Task instructions:
1. Translate this sentence from the commodity-price commentary into Spanish: "Now basic foodstuffs are so plentiful that prices are depressed, at least on American indices."
2. Extend the commodity-price commentary, picking up right after its final sentence.

--- Passage provided Enclosed Below ---

Though gold and silver's decline get intense mainstream scrutiny, far less noticed are the similarly stark declines in the prices of Corn, Wheat and grains. Not long ago we were schooled that population must decline because there is inadequate food. Now basic foodstuffs are so plentiful that prices are depressed, at least on American indices. The issue of trust on this matter may be more basic than price action. I suggest buying WEAT, JJG and consider a small position in JJC in case China's growth is real as the Reuters article suggests.

It is well known (and used to be studied in middle schools) that the government has been regulating commodity prices for eighty years. QE is a difference in degree, albeit large degree, but not in kind from intervention in products and markets that is long-established part of American governance and socio-economics. This point pertains to the use of taper talk to massage the indices, to put a happy face on a challenged economy and, as with Dr. Evans' comments cited above, to destroy sentiment on PMs. Like the effects of QE, this is wearing off.

On August 11, Robert Fitzwilson (linked above) wrote that "central planners may conclude that there is no viable, traditional solution to our financial and woes. That leaves only power as an option," that means drastic, fiat intervention in the social loci of wealth, e.g. IRA accounts, heaven forbid. I repeatedly have shown, quoting authors and scholars like Adorno, Melville, Molnar and Lobaczewski that wanton and punitive abuse of power, interventionism von Mises termed it, has become a definitive trait of our "pathocracy." Understanding the ugly potential outcomes of current economic disorder and danger in governance will help one buffer the impact of harsh reversals in policies.

Strategy on PMs: take some gains if you are unwilling to ride out the next dip, trim other equities more. Be patient: familiarize yourself with the price history and profitability/debt metrics of PM stocks in which you are interested. Folks whose total assets including home equity are between $.5 - 2.5$ million should remain 10-20% in PMs if they can stomach the intra-day and weekly volatility. Those with ample income stream and the inclination can raise the % of PMs in their allocation because of the macro situation described above. Paper claims on gold are 42.5x physical supply: this and demand is driving prices higher.

--- End of Enclosed Passage provided ---
--- Material provided Enclosed Below ---

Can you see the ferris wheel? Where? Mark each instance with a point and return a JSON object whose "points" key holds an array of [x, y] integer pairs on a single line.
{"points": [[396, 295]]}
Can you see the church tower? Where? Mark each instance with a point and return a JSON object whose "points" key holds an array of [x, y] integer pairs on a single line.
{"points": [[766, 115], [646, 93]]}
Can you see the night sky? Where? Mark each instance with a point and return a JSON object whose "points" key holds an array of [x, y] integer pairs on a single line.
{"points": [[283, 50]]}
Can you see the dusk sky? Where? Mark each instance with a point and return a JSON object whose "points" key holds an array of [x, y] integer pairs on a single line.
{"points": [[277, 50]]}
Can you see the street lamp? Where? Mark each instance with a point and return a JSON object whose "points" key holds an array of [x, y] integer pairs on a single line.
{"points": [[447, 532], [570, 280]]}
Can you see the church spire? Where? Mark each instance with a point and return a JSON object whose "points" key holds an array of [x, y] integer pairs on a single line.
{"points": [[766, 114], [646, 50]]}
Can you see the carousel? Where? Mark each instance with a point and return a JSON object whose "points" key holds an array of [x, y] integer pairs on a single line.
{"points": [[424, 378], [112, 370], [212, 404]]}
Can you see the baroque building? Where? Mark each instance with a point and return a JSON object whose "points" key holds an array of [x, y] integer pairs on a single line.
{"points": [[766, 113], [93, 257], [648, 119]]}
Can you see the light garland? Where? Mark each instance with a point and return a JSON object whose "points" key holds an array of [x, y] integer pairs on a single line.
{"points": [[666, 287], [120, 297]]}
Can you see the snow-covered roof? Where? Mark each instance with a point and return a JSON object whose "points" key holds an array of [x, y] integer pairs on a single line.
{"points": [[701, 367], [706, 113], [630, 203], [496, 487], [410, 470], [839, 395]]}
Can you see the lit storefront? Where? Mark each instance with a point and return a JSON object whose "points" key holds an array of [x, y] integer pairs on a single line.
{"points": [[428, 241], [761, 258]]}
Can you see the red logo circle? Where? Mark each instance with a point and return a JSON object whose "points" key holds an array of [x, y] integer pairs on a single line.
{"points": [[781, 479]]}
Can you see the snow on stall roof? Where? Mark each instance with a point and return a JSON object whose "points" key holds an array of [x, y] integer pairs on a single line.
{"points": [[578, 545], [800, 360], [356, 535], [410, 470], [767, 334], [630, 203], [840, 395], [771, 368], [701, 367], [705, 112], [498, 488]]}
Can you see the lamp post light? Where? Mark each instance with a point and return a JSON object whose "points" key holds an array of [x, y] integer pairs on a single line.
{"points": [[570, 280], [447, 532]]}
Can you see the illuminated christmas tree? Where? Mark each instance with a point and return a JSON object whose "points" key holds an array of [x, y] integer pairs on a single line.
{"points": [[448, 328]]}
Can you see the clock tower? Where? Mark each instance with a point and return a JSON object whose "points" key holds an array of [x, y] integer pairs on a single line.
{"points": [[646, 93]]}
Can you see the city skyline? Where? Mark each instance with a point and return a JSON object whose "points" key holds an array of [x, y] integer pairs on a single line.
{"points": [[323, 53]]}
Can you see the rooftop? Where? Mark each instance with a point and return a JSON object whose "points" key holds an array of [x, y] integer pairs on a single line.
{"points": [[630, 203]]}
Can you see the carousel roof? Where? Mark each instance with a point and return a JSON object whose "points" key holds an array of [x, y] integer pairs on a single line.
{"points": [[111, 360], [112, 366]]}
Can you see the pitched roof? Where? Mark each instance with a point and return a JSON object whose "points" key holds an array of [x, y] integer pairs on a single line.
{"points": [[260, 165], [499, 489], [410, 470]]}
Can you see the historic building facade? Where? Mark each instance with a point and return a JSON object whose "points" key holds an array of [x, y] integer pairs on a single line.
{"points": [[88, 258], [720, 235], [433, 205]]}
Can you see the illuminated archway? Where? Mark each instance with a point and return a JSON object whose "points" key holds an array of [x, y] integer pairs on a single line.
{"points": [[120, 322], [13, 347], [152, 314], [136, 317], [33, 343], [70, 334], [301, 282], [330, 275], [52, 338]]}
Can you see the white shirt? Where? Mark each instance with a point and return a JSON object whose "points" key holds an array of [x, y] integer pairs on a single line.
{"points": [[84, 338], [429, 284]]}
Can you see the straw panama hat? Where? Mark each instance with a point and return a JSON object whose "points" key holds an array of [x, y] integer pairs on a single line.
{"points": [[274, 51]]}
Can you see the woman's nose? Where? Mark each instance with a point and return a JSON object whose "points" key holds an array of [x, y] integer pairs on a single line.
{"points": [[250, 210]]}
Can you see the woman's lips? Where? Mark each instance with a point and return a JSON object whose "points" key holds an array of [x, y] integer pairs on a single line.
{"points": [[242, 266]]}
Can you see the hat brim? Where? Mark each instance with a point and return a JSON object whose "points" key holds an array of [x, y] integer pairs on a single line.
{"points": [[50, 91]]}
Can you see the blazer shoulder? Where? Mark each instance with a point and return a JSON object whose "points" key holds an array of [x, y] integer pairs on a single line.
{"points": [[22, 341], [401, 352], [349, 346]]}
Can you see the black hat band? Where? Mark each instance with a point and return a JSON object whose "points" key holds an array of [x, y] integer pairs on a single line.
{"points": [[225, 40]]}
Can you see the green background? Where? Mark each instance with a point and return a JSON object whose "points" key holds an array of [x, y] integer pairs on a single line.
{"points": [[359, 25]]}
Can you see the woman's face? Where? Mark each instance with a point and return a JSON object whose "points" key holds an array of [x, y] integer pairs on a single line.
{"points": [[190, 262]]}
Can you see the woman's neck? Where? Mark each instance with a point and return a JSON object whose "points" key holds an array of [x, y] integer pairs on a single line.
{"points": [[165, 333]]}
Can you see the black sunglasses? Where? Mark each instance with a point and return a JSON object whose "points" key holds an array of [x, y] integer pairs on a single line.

--- End of Enclosed Material provided ---

Responses to the exercise:
1. Ahora los alimentos básicos son tan abundantes que los precios están deprimidos, al menos en los índices estadounidenses.

2.
In closing I note that silver has begun outperforming gold. Premier streaming company Silver Wheaton (NYSE:SLW) expects 34 million oz. silver this year which it acquires for c. $4.10/oz and will sell into the market as prices rise. Its new guidance expects its stream at 49 million silver equivalent oz/year by 2017. SLW expects Barrick Gold's (NYSE:ABX) Pascua Lama project currently undergoing remediation of tailings and water diversion to be producing in 2016. The best four silver miners in my view are First Majestic (NYSE:AG) on which I wrote here; Endeavor Silver (NYSE:EXK), Silver Standard Resources (NASDAQ:SSRI) and Tahoe Silver (NYSE:TAHO), see my focus article here. I hope soon to offer focus studies on SSRI and EXK. The latter has three good producing mines in Mexico and seven development properties. Overall costs have risen slightly and are higher than AG's but revenue growth is outstanding, its cash flow is double its total debt and there is a steady rise in production. As noted in my recent pieces on PMs (and in the concluding paragraphs of my study of key sectors in the Global Power Matrix), I look for number of producing sites, revenue growth, cash flow/debt, quick ratio, total revenues and, lastly, dividend if any in evaluating companies. If TAHO gets Escobal into production in 1Q 2014 as expected, its share price will increase substantially: it is a very rich site: 367 million oz. silver.

Be prepared for a general pullback in equities which are range-bound 1684 (May 22 high) and 1709 and mind the taper talk and bond yields. Stay light on bonds and continue to buy into PMs. Analysts as diverse as Goodhaven and Dr. Faber have cited Barrick gold for its ability to weather difficult times given its immense revenue and reserves.

Source: Guidance On Precious Metals, Inflation, And Seasonality

Additional disclosure: I own precious metal companies in several diversified funds and separately.